*Job*. Copy out every line below, from the very first one down through the line that reads "column 430, row 430", with both ends included.

━━━━━ Supplied data

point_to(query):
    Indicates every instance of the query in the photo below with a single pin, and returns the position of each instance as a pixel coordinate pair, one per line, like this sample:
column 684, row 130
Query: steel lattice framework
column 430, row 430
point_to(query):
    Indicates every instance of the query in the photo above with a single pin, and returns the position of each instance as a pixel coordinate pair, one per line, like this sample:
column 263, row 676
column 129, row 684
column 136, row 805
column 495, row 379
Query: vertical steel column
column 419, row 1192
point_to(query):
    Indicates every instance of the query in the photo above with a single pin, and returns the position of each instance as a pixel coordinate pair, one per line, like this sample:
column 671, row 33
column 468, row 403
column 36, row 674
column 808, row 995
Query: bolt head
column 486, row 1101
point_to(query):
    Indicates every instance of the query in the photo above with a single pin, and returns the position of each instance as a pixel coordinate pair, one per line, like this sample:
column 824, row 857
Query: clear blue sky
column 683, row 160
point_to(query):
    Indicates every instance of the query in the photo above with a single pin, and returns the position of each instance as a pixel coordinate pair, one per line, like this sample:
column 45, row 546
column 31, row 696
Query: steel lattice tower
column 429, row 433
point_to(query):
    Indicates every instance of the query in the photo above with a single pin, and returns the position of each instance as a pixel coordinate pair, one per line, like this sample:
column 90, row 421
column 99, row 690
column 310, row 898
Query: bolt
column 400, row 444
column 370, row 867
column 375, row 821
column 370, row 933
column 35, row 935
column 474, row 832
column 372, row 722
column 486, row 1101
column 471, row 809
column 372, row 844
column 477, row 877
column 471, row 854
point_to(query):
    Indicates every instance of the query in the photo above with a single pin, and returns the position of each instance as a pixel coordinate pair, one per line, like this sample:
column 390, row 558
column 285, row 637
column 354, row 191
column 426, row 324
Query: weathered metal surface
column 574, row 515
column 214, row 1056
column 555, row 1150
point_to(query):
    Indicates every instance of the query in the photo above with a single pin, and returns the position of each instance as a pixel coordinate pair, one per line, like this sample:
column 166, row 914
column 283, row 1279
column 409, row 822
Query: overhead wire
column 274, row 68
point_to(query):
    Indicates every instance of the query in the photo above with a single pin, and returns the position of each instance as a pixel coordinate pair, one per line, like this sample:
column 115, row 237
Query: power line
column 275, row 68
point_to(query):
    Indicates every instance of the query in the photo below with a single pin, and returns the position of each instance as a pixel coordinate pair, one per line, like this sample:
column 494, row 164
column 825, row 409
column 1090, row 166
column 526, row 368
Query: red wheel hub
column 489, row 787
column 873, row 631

━━━━━━━━━━

*The reply*.
point_to(query):
    Indicates every instance of the query in the photo below with a single pin, and returns the position of each instance as a pixel coordinate pair, one per line, like this sample:
column 684, row 130
Query: steel lattice framework
column 430, row 430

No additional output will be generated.